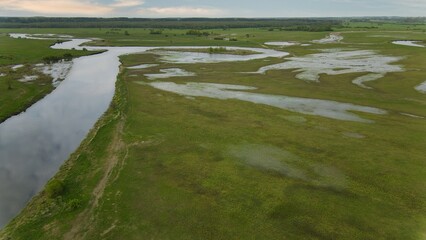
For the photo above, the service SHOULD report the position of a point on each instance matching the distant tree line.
(175, 23)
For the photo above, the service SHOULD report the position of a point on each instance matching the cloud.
(127, 3)
(57, 7)
(182, 11)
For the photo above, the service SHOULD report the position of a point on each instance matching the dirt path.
(85, 218)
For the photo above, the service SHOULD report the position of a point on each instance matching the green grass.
(178, 176)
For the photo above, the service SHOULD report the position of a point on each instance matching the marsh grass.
(180, 180)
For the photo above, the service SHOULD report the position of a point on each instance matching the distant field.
(161, 165)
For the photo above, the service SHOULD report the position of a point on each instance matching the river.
(35, 143)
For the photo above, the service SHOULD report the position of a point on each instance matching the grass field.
(16, 96)
(159, 165)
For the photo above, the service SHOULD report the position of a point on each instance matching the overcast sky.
(213, 8)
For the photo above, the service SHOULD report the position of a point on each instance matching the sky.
(212, 8)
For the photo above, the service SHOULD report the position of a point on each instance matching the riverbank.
(158, 165)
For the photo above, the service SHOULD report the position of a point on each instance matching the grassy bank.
(16, 96)
(163, 166)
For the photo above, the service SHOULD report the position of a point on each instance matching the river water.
(35, 143)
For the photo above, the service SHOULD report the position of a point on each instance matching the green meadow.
(17, 96)
(159, 165)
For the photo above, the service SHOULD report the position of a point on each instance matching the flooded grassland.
(278, 146)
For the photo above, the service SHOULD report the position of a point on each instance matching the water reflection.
(35, 143)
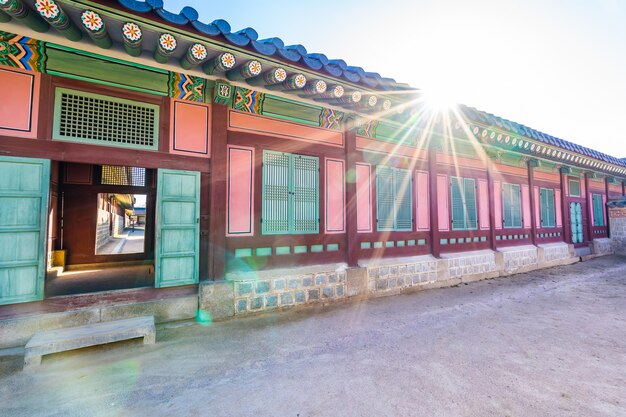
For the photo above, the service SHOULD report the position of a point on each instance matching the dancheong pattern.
(21, 52)
(331, 119)
(187, 87)
(249, 101)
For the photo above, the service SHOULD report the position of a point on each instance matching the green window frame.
(463, 203)
(511, 206)
(574, 187)
(290, 196)
(394, 199)
(548, 209)
(598, 210)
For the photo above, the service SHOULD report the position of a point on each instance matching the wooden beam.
(217, 199)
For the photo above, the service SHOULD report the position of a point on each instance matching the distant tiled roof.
(273, 46)
(516, 128)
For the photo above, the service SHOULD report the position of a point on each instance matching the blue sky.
(558, 66)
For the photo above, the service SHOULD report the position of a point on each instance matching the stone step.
(61, 340)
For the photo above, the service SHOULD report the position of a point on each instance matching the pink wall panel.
(558, 208)
(190, 129)
(497, 198)
(335, 196)
(443, 208)
(240, 193)
(363, 198)
(422, 203)
(483, 204)
(526, 211)
(537, 206)
(20, 102)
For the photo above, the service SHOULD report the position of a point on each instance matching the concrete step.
(19, 322)
(62, 340)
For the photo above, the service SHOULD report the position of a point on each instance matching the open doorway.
(105, 218)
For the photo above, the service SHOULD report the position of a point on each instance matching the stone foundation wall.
(470, 263)
(519, 258)
(401, 275)
(282, 291)
(555, 251)
(601, 247)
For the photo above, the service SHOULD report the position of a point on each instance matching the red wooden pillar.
(352, 240)
(492, 206)
(432, 198)
(589, 219)
(217, 194)
(531, 164)
(567, 230)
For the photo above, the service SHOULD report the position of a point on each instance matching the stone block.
(356, 281)
(217, 298)
(286, 299)
(271, 301)
(262, 287)
(328, 292)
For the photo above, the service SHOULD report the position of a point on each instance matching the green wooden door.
(177, 228)
(24, 185)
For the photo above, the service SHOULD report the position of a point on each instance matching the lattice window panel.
(117, 175)
(104, 120)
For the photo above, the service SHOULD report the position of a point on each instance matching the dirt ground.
(548, 343)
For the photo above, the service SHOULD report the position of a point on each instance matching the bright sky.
(558, 66)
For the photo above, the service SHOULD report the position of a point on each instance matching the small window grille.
(104, 120)
(116, 175)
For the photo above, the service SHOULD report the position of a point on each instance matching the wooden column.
(567, 229)
(589, 219)
(492, 206)
(217, 193)
(604, 207)
(531, 164)
(432, 198)
(352, 241)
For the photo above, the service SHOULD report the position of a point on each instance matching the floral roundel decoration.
(167, 42)
(131, 31)
(92, 20)
(47, 8)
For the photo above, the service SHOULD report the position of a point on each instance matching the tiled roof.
(273, 46)
(516, 128)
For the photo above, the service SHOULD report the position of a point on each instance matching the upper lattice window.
(104, 120)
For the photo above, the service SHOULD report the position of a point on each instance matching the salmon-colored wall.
(537, 206)
(190, 126)
(335, 196)
(244, 122)
(378, 146)
(240, 193)
(421, 200)
(363, 197)
(20, 102)
(526, 211)
(558, 208)
(483, 198)
(443, 209)
(497, 198)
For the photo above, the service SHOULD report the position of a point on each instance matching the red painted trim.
(230, 177)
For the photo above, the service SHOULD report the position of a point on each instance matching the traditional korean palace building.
(272, 176)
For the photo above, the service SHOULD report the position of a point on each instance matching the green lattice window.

#### [Written problem]
Could you copy every row above word for word, leaving out the pictures?

#### [Complete output]
For the photo above, the service SHOULD report the position of a point on each instance matching the distant tree line.
(175, 23)
For the photo above, the service SHOULD report the position of a point on each instance matching the cloud.
(127, 3)
(57, 7)
(182, 11)
For the photo above, the service SHOULD report the position of a point on each instance matching the dirt path.
(85, 218)
For the photo above, the service SHOULD report the position of a point on each instance matching the green grass.
(178, 176)
For the photo above, the service SHOULD report the position of a point on each instance matching the marsh grass.
(180, 180)
For the photo above, the service SHOULD report the position of a point on each instance matching the distant field.
(161, 165)
For the photo above, the service SHOULD report the position of a point on each instance matching the river.
(35, 143)
For the photo above, the service SHOULD report the position of a point on each instance matching the grass field.
(16, 96)
(159, 165)
For the photo above, the service SHOULD report the position of a point on each instance matching the overcast sky.
(213, 8)
For the photo above, the service SHOULD report the position of a point on each instance matching the sky.
(212, 8)
For the photo above, the service SHOULD report the position of a point on each instance matching the riverbank.
(158, 165)
For the photo above, the service SHOULD report the position of a point on each instance matching the grassy bank.
(16, 96)
(163, 166)
For the photo above, the service SHOULD report the position of a point on each instance matching the river water.
(35, 143)
For the photo above, the service SHOULD report the position of a point on each instance matching the green meadow.
(17, 96)
(159, 165)
For the photo above, the service SHOULD report the position of a point on each instance matching the flooded grassland.
(278, 146)
For the photo above, the service SHOULD report the position of a point on each instance matching the water reflection.
(35, 143)
For the photo above, the service SHOULD report the position of a point on each instance matching the dancheong pattern.
(21, 52)
(331, 119)
(187, 87)
(249, 101)
For the photo above, the service SHOULD report the position of a point on each instance matching the green window frame.
(463, 203)
(511, 206)
(574, 187)
(290, 196)
(394, 199)
(548, 209)
(598, 210)
For the photo above, the service SHOULD report the position of a point on each instance matching the wooden beam.
(217, 199)
For the photo above, the service SHOULD report the position of a point on each instance matching the distant tiled roof.
(273, 46)
(516, 128)
For the photo above, the service SHOULD report the position of a point on each instance matching the blue sky.
(558, 66)
For the photo above, the service SHOULD report the position of a point on each instance matching the stone step.
(61, 340)
For the photo above, the service SHOULD report the position of a point on each instance matching the pink wall panel.
(558, 208)
(190, 129)
(497, 198)
(335, 196)
(443, 208)
(240, 193)
(363, 198)
(422, 203)
(483, 204)
(526, 211)
(537, 206)
(20, 102)
For the photo above, the service SHOULD report the position of a point on each instance matching the concrete step.
(19, 322)
(62, 340)
For the photo above, the service SHOULD report the position of a point on each instance matching the open doorway.
(105, 218)
For the photo above, the service SHOULD report the position of a point on each instance matching the stone foundation wall.
(470, 263)
(519, 258)
(401, 275)
(282, 291)
(555, 251)
(601, 247)
For the photo above, the service SHOULD report the position of a point on each instance matching the red wooden pillar.
(352, 240)
(492, 206)
(432, 198)
(589, 219)
(217, 194)
(531, 164)
(567, 230)
For the photo above, the service SHOULD report the position of a point on each instance matching the stone block.
(356, 281)
(217, 298)
(286, 299)
(271, 301)
(262, 287)
(328, 292)
For the photo above, the service SHOULD report the position of a point on each instance matching the green wooden door.
(177, 228)
(24, 185)
For the photo above, the service SHOULD report the position of a point on each instance matching the lattice window panel.
(117, 175)
(104, 120)
For the photo above, the service SHOULD report the position of a point on each instance matching the dirt ground.
(548, 343)
For the photo above, the service SHOULD report the position of a point on each instance matching the bright sky.
(558, 66)
For the photo above, the service SHOULD report the position of a point on each instance matching the small window grille.
(104, 120)
(116, 175)
For the photo above, the service SHOULD report the position of a point on each instance matching the wooden column.
(567, 229)
(589, 219)
(492, 206)
(217, 193)
(604, 207)
(531, 164)
(432, 198)
(352, 241)
For the photo above, the service SHOULD report the position of a point on each instance matching the floral roundel decoration.
(167, 42)
(131, 31)
(92, 20)
(47, 8)
For the photo above, the service SHOULD report the position of a point on each instance matching the tiled roof.
(273, 46)
(516, 128)
For the photo above, the service SHOULD report the position of a point on each instance matching the upper lattice window.
(104, 120)
For the photo above, the service SHOULD report the position of a point on each instance matching the salmon-colored wall.
(537, 206)
(190, 126)
(335, 196)
(244, 122)
(378, 146)
(240, 193)
(421, 200)
(363, 197)
(20, 102)
(526, 211)
(558, 208)
(483, 198)
(443, 209)
(497, 198)
For the photo above, the service SHOULD report the position of a point on each instance matching the red painted trim.
(230, 177)
For the photo above, the service SHOULD report the position of a point on each instance matching the traditional korean palace building.
(272, 176)
For the photo above, the service SHOULD report the position of a point on each instance matching the green lattice window.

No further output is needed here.